# TEXT SECTION
>>>

Her debut extended play Who Hurt You? was released on June 22, 2021. On February 22, 2022 McRae announced her debut studio album Are You Happy Now?. It was released on March 22, 2022 and features all of the songs from Who Hurt You? except "Immune".

=== 2023–2024: It Wasn't Supposed To Be Like This... and "Massachusetts"===
On September 20, 2023, McRae released the visual EP It Wasn't Supposed To Be Like This... on her Youtube channel. In November 2023, she uploaded the first verse and chorus of an unnamed song that garnered popularity on TikTok. She released the song under the name "Massachusetts" on June 11, 2024. This was her first release after signing with record label Dead Oceans.

=== 2025–present ===
McRae's second album, I Don't Know How but They Found Me! was released on 25 April 2025 with record label Dead Oceans, featuring the singles "Praying For Your Downfall," "Massachusetts," and "Savannah." The album features writing credits from Jake Wesley Rodgers, Joe London and Grant Averill.

On Saturday, May 17, 2025, Jensen was featured on a national broadcast of the CBS News Mornings show.

On 6 August 2025, Jensen announced on her Instagram that she will have a role in and song on the soundtrack of an upcoming Spike Lee film, this being her debut acting performance. She sang the song "King David" in Lee's 2025 film Highest 2 Lowest.

McRae will perform as an opening act for Gracie Abrams' The Look at My Life Tour for two nights in March 2027.

== Artistry ==
McRae has been compared to folk artists like Tracy Chapman and describes her music as "folk-alternative-pop". She is an alto. She has said that music industry professionals attempt to box her music into R&B and soul because she's a Black artist. Her music was described by WNUR: "Her rich, soothing voice complements the poised rebellion rooted in her socially and politically conscious lyrics." Her lyrics frequently reference personal experiences and larger social and political themes.

<<<

# EXERCISE REQUIREMENTS
(1) According to the text about McRae, on what date was "Massachusetts" released as a song?
(2) Extend the text about McRae's career and artistry from its final sentence onward.

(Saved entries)
>>>

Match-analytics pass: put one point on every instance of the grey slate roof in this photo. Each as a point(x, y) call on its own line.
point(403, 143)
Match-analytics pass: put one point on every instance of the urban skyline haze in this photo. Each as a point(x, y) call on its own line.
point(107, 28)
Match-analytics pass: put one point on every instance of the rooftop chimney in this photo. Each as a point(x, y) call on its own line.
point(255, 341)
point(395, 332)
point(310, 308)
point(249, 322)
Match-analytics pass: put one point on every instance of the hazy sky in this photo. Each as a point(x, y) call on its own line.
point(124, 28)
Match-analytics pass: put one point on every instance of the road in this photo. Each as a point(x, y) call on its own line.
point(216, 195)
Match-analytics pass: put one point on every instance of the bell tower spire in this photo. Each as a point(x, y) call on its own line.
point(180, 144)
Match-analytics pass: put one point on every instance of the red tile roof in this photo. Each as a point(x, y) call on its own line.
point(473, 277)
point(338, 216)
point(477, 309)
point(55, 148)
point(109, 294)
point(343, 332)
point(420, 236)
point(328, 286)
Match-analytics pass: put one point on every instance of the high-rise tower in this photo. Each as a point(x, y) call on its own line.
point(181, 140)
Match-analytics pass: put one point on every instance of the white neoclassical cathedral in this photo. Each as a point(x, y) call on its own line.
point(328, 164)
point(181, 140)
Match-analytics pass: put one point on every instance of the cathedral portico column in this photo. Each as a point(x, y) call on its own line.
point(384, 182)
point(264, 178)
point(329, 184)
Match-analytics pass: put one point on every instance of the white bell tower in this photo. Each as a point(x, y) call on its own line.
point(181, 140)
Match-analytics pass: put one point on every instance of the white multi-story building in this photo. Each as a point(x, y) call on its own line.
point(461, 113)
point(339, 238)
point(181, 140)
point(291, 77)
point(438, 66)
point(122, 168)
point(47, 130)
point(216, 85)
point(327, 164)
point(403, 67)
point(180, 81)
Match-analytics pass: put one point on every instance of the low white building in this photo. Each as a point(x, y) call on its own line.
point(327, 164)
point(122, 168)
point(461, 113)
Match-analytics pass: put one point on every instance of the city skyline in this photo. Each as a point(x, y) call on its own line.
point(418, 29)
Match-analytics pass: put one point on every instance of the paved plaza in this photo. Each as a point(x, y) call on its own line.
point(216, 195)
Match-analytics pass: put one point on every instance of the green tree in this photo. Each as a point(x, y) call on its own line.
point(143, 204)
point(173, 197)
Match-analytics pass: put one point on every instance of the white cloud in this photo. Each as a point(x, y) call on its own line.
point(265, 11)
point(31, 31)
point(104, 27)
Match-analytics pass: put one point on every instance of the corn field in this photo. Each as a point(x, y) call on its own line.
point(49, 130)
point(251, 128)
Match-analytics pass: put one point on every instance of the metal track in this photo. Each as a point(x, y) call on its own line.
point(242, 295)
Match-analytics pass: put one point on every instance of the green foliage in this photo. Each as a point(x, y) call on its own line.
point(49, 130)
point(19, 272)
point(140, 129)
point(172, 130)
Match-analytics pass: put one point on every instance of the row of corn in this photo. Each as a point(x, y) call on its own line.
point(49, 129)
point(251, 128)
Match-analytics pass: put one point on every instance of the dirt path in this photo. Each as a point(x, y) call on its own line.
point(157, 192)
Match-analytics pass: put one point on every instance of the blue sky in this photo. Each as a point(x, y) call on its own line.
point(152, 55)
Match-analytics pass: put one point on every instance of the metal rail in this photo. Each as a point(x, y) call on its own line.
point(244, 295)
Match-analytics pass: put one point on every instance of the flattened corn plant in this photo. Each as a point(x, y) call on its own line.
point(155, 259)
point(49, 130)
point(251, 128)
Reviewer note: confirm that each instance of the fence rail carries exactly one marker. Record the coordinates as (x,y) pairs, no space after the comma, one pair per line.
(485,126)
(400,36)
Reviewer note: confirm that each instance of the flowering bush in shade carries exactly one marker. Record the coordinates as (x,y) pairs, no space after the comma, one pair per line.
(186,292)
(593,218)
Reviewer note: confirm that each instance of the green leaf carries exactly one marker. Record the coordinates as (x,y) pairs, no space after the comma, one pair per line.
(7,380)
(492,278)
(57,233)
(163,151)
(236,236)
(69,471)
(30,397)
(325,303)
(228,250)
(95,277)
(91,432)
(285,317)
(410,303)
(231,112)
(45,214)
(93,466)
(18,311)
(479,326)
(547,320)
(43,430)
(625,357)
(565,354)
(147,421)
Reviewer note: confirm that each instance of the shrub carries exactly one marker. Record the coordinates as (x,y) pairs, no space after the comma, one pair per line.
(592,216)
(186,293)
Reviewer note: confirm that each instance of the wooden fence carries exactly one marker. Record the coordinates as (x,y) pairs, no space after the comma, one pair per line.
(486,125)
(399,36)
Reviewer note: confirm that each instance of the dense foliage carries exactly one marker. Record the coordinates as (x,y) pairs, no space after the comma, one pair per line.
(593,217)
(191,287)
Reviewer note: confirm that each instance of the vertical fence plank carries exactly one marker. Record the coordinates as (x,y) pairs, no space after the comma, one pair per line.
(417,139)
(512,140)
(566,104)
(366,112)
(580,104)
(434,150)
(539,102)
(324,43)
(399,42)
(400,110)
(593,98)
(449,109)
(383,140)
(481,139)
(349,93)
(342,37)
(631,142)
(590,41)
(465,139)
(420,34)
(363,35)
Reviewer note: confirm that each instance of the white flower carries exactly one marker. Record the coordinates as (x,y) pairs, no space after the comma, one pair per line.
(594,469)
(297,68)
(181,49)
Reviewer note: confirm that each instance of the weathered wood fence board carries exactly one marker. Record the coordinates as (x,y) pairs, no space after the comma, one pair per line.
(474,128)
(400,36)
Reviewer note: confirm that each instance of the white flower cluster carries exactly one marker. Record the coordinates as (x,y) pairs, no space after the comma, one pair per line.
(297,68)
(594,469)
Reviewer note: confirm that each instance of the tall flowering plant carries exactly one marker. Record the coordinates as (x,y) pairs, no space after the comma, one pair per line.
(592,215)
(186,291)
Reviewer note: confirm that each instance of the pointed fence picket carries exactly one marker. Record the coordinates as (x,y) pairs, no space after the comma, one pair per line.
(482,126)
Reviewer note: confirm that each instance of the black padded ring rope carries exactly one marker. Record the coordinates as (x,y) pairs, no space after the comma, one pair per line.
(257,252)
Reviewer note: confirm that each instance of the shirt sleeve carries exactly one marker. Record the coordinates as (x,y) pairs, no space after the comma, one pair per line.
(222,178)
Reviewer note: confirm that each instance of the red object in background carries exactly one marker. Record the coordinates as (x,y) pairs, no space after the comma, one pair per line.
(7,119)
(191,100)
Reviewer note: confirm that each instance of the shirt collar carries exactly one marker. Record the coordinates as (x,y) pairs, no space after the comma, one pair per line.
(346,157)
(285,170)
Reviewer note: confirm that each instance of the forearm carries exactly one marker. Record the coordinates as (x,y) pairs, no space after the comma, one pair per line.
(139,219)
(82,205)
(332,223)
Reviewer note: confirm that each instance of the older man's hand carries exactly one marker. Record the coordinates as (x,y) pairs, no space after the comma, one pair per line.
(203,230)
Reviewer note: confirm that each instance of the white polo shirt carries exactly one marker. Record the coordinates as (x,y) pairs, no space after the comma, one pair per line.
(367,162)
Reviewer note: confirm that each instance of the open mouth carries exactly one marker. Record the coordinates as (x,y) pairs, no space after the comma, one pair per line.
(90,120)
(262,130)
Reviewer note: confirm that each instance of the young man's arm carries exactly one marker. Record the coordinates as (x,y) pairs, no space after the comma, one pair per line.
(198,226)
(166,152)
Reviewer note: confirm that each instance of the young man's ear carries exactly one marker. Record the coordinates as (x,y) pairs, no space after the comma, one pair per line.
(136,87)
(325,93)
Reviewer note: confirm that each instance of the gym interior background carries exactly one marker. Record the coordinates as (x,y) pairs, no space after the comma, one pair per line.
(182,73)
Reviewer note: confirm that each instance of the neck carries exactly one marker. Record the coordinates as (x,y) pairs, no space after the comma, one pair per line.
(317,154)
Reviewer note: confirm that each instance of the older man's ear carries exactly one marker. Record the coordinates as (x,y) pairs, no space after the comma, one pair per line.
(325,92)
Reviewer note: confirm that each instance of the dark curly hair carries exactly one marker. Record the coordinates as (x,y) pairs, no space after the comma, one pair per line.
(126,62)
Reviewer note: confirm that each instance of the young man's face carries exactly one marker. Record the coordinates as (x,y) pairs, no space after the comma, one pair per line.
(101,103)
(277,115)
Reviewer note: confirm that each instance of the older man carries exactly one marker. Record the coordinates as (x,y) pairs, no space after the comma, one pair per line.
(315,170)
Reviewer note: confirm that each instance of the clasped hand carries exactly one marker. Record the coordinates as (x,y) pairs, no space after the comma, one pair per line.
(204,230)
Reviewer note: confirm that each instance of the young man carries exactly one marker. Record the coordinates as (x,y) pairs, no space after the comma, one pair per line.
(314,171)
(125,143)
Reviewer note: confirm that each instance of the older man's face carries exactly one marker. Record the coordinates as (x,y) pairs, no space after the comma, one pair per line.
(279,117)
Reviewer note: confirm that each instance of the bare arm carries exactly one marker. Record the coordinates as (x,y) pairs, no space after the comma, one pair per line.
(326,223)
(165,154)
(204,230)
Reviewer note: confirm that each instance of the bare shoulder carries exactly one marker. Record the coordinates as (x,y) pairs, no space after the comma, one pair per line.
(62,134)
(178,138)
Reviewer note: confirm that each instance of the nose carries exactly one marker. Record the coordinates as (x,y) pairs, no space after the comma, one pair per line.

<<<

# ACTIVITY ANSWERS
(1) June 11, 2024.

(2)
==Discography==

===Studio albums===

| Title | Details |
|---|---|
| Are You Happy Now? | Released: March 22, 2022; Label: Human Re Sources, The Orchard; Format: Digital download, streaming; |
| I Don't Know How but They Found Me! | Released: April 25, 2025; Label: Dead Oceans; |

===Extended plays===

| Title | Details |
|---|---|
| Who Hurt You? | Released: June 25, 2021; Label: Human Re Sources, The Orchard; Format: Digital download, streaming; |

===Singles===
====As lead artist====

| Title | Year | Album |
| "White Boy" | 2019 | Who Hurt You? and Are You Happy Now? |
| "Wolves" | 2020 |
| "The Plague" | Non-album single |
| "Strange Fruit" | I Can't Breathe / Music for the Movement |
| "Immune" | 2021 | Who Hurt You? |
| "skip.that.party" (with X Ambassadors) | Non-album single |
| "Starting to Get You" | Who Hurt You? and Are You Happy Now? |
| "Gone" (with Chiiild) | Hope For Sale |
| "My Ego Dies at the End" | Are You Happy Now? |
| "Happy Girl" | 2022 |
| "Massachusetts" | 2024 | I Don't Know How but They Found Me! |
| "Praying For Your Downfall" | 2025 |
"Savannah"
| "Your Friend" | 2026 | I Don't Know How but They Found Me…Again! |
"One More Cowboy"
"Taboo"
"Just Like You"

===As featured artist===

| Title | Year | Album |
|---|---|---|
| "Wish You the Best" (Joy Oladokun featuring Jensen McRae) | 2021 | In Defense of My Own Happiness |

== Accolades ==

- 2020 - Complex, Best New Artists of the Month (March)
- 2020 - KCRW, 10 Best Songs of the Year (for "Wolves")
- 2021 - NPR, Slingshot's 2021 Artists To Watch
- 2021 - #YOUTUBEBLACK Voices Artist, Class of 2021

==Tours==
=== Openers ===

- MUNA - North American Tour (2022)
- Maude Latour (2022)
- Noah Kahan - The Stick Season (We’ll All Be Here Forever) Tour (2024)
- Dermot Kennedy - Weight of the Woods tour (2026) opened in Birmingham and London on the UK leg of the tour.